• [Task to complete]
Find all lines in the listing that include the word "wearing", then copy them.

• [Given records]
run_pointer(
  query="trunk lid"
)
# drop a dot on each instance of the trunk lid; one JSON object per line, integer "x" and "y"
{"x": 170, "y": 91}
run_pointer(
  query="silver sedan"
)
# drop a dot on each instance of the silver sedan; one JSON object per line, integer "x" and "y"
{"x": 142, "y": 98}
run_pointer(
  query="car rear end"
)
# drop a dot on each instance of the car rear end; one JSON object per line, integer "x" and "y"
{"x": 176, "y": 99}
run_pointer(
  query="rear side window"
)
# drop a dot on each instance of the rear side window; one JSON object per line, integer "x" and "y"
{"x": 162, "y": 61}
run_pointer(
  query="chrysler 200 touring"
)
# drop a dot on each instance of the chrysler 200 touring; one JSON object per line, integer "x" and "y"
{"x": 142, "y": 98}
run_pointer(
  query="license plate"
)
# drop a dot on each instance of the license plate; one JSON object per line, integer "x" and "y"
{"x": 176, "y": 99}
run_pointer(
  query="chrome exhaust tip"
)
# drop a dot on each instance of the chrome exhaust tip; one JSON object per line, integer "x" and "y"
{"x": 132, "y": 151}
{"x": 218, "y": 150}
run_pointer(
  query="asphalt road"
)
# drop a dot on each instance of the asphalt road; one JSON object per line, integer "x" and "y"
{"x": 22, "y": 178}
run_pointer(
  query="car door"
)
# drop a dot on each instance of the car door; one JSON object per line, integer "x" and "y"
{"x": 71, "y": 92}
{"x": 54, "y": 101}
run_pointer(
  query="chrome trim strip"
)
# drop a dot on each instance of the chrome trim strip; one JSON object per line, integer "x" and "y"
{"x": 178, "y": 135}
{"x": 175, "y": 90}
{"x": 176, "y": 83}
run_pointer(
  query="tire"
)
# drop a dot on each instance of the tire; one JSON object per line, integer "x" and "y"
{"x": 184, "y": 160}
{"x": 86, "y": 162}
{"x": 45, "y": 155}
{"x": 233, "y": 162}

==

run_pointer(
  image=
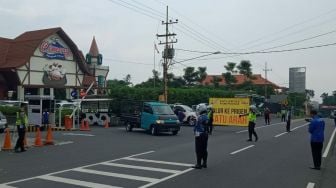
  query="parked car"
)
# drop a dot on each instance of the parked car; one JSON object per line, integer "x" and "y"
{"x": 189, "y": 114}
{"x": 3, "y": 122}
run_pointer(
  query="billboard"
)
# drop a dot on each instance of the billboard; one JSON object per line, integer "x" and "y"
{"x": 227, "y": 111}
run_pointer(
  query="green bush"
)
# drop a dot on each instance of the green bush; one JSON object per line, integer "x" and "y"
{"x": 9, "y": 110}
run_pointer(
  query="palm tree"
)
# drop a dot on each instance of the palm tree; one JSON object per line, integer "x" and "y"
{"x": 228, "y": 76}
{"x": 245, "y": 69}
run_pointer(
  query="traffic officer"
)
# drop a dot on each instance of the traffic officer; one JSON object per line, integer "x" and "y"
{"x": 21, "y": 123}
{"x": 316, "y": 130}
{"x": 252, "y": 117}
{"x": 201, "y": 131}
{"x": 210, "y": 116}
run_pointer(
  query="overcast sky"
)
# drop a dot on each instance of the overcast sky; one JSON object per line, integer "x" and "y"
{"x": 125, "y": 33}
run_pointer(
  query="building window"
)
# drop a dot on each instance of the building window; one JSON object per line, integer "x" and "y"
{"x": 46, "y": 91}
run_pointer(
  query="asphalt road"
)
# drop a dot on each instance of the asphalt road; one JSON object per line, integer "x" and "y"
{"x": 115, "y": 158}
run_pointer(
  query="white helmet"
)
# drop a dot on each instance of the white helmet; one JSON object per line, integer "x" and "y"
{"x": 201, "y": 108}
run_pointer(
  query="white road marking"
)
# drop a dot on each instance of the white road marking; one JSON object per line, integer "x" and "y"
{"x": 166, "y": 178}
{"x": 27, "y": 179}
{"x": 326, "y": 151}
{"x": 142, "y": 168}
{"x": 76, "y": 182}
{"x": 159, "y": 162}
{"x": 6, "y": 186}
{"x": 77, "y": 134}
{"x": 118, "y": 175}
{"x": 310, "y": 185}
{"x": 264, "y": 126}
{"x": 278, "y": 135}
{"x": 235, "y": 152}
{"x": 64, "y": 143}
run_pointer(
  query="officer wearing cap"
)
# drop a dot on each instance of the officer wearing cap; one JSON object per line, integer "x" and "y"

• [Solution to this task]
  query="officer wearing cap"
# drop a dot on each instance of the officer wearing cap; one JSON object per line, integer "x" and "y"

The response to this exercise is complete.